SET TASK
Write the data out again, character for character, with no images.

* begin DATA *

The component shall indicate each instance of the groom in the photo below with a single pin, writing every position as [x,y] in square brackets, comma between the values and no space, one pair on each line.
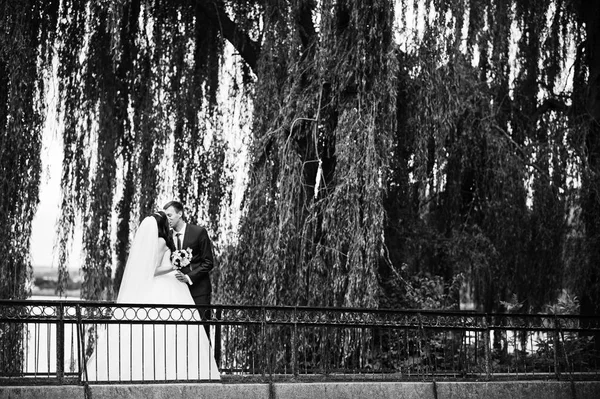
[196,274]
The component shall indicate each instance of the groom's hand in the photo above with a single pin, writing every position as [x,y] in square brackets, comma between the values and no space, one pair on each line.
[183,278]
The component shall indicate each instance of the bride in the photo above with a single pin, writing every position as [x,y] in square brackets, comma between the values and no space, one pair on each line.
[159,350]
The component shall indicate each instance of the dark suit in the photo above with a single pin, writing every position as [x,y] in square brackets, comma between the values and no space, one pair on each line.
[196,238]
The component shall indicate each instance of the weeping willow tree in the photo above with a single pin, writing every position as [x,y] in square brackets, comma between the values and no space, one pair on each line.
[394,146]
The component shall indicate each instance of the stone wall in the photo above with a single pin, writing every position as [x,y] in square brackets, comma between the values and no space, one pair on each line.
[319,390]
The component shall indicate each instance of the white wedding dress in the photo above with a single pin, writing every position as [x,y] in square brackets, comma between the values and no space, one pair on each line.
[157,351]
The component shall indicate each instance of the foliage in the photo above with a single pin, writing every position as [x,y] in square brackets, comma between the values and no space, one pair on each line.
[392,157]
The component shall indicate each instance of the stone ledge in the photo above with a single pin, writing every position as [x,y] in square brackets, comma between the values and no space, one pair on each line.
[319,390]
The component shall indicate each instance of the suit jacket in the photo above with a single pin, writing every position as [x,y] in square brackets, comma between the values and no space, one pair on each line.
[196,238]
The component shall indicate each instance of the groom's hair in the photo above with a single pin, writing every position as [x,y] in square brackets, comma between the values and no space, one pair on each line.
[175,204]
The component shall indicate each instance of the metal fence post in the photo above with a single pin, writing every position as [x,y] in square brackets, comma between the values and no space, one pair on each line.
[60,343]
[486,348]
[556,365]
[219,316]
[294,345]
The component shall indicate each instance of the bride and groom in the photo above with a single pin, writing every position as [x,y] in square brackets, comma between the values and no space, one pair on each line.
[174,351]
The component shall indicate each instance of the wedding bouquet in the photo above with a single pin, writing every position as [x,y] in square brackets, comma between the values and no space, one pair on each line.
[181,258]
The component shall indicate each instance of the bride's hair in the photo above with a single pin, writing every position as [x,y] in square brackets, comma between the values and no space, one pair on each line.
[163,228]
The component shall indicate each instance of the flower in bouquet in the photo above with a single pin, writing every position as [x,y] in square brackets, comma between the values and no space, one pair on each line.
[181,258]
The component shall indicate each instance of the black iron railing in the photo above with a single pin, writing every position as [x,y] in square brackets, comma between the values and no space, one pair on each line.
[52,341]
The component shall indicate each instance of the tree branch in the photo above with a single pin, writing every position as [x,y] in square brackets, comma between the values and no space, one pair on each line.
[248,49]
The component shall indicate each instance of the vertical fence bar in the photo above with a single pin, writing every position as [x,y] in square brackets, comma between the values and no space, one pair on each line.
[556,365]
[486,348]
[60,343]
[294,346]
[217,346]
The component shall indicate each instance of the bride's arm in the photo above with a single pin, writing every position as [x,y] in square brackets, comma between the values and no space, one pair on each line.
[165,265]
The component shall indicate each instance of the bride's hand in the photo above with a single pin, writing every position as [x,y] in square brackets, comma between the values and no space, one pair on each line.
[182,277]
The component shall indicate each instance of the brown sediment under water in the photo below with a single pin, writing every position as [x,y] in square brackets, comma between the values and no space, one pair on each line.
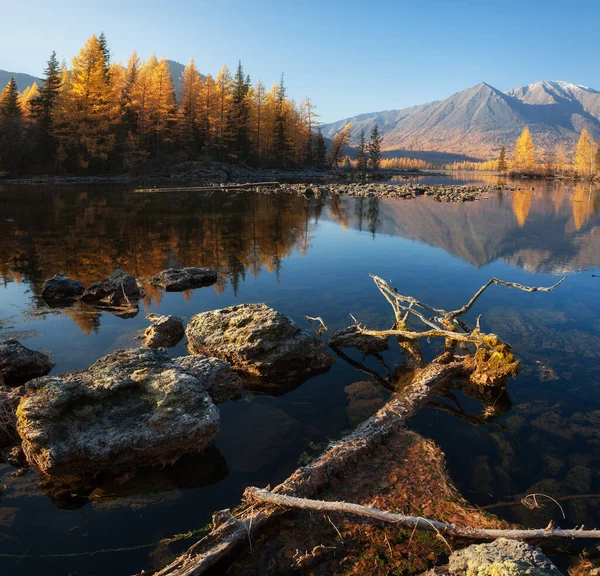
[309,257]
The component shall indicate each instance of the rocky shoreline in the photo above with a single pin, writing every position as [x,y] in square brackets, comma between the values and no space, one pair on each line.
[439,192]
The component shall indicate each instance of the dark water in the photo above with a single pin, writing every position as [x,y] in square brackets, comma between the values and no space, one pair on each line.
[309,258]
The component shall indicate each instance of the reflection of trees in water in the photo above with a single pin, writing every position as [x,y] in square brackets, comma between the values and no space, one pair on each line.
[86,235]
[521,204]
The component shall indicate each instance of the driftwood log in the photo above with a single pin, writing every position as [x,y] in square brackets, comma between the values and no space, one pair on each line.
[247,186]
[415,522]
[490,363]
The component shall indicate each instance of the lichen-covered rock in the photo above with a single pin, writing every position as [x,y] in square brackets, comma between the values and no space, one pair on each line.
[165,331]
[259,341]
[18,364]
[352,338]
[502,557]
[9,400]
[179,279]
[220,381]
[119,290]
[61,287]
[131,408]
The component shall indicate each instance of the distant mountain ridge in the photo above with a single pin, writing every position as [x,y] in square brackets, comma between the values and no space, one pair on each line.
[22,80]
[478,121]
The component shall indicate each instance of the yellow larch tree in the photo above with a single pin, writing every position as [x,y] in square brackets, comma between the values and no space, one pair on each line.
[524,153]
[161,105]
[189,116]
[92,116]
[27,96]
[585,155]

* end DATA *

FULL SOLUTION
The component shall indicate each instance of the groom in the photo below with a single pin, writing every position as [x,y] in square brackets, comma between the values and no space, one pair on each line.
[196,274]
The component shall indicate each instance of the groom's hand in the photo above with a single pin, writing every position as [x,y] in square brackets, comma between the values and no space, one pair on each line.
[183,278]
The component shall indicate each instance of the bride in the photo above with a single pin, writing every position as [x,y] in square brackets, comma between the values and no space, one pair on each line.
[159,350]
The component shall indicate each instance of the dark suit in the photo above with a single pin, writing every position as [x,y] in square brackets, comma between the values and no space, one pair on each line.
[196,238]
The component shall indicate each instance of the weeping willow tree in the photo above with a single pin, writing every position as [x,y] in square brackets, comma between the values and no space, one pair on each line.
[394,146]
The component shall indicate each instance of the stone wall in the photo above with a single pin, writing every position as [x,y] in square brackets, comma between the values and no space, one pair on each line.
[319,390]
The component shall indicate each instance of the white wedding dress in the photo above with a single pin, writing every position as [x,y] in square brackets, comma between the values and no space, one pair on each line.
[157,351]
The component shall indicate each instance of the foliage in the photo above with a single pin, writing every position as [x,y] in square brackets, comma between the values and no space, one pair on each line.
[392,157]
The component shall indicate each instance of the stone ledge in the photo above with a single pin, writing every position as [x,y] in square brackets, comma between the values and no space, one pair on each line.
[319,390]
The component shall indicate each instance of the suit jacket in the photo above with a single pin, writing every position as [x,y] in square brackets, comma between the values and no space, one pair on each line.
[196,238]
The component shall indicate each instance of the groom's hair in the photo above with a single pin, writing every position as [x,y] in square brackets, comma between the values and no space, one pair on each line.
[175,204]
The component shall indicate each instance of the metal fence post in the photo above with a single pin, writing every position as [x,y] in square brackets, comma between the values and no space, one pair on each line.
[60,343]
[486,348]
[556,365]
[219,316]
[294,345]
The component shall indicate each instance of the bride and groom in the photo above with a single pin, writing every position as [x,y] in square brackets, comma between the values and no space, one pair on each line.
[174,351]
The component shall indicate each instance of the wedding bouquet in the photo above with a single pin, writing every position as [x,y] in square brackets, comma between the values and no space, one pair on each line.
[181,258]
The component shall indicate each instance of the bride's hair in the photo above with a single pin, writing every position as [x,y] in square brackets, comma between the values and no space, one pair on each line.
[163,228]
The component shall indicate each instance of the flower in bouquet in the photo above with a single pin, writing every position as [x,y] in square brackets, comma between the values and no space, one pair on each line.
[181,258]
The component shall indicate each instance of the black iron railing in the photo above with a single pin, writing every position as [x,y] in square brackets, comma between the values and no space, one pair on each line.
[52,341]
The component shall indicate each instance of the tree branch in the photo above with a single pin, writing every position as [x,y] in square brackets, comma between the values and no space, one pair on each line.
[248,49]
The component shall indicate each instance of the vertical fence bar in the photo above with a single pin, writing every position as [x,y] in square brackets, comma between the values and no space, one pair on each line.
[556,365]
[486,348]
[60,343]
[294,346]
[217,346]
The component shall indicate each instance of the bride's arm in the photo above with a single pin, writing every position as [x,y] in square brackets, comma between the values and no space, one pair on each line.
[165,265]
The component shall indicate each instance of the bride's hand in the photo above with a single pin, writing every position as [x,y] in square brackets, comma between the values and no space, one pair on each line.
[182,277]
The component shall indicate each instance of the brown sediment under water in the photo below with a single pin, writing every position as [x,y] in square brackets, comma between the values and no space, one pair on each line.
[309,257]
The component shall indicate each instance of the rocky shoreline in the photo above with a single pin, writing every position as [x,y] in square brackets, comma between the values and no space, one pair on each line.
[439,192]
The component shall indicate each instance of the dark water in the photo above with a single pin, writing every position as [x,y] in square brackets, comma between the values and no space, one pair on each line.
[309,258]
The component shall indicate each instance of the reflection of trees in water in the photo above with a single pin, writing every position as [x,y] in square brackets, comma between the values and no space, one pair on each line.
[86,235]
[521,204]
The component shall indicate each instance of the driftwood log in the photo above with a single pin, writing every position as [x,y] in square brackets, comma between the values and no space, one pair on each line.
[247,186]
[415,522]
[490,363]
The component shall indicate each instance of the lichen-covered rock in the photo above with a single pin, writing every position as [x,y] in square brackets, comma between the values and no space, one pair on each line.
[165,331]
[259,341]
[18,364]
[352,338]
[502,557]
[9,400]
[179,279]
[220,381]
[119,290]
[61,287]
[131,408]
The component shall indicate each instance of the distant mountain ridge in the photo above with a single pin, writing every position as [x,y] in square brackets, comma between the values and no space, one pair on each line.
[22,80]
[478,121]
The component shall indicate each instance of the yellow larch tree in the photo above with a single pin, writing every position as [x,y] in square brackets, comma between the values and no space, one pair on each line.
[524,153]
[161,105]
[189,116]
[92,116]
[27,96]
[585,155]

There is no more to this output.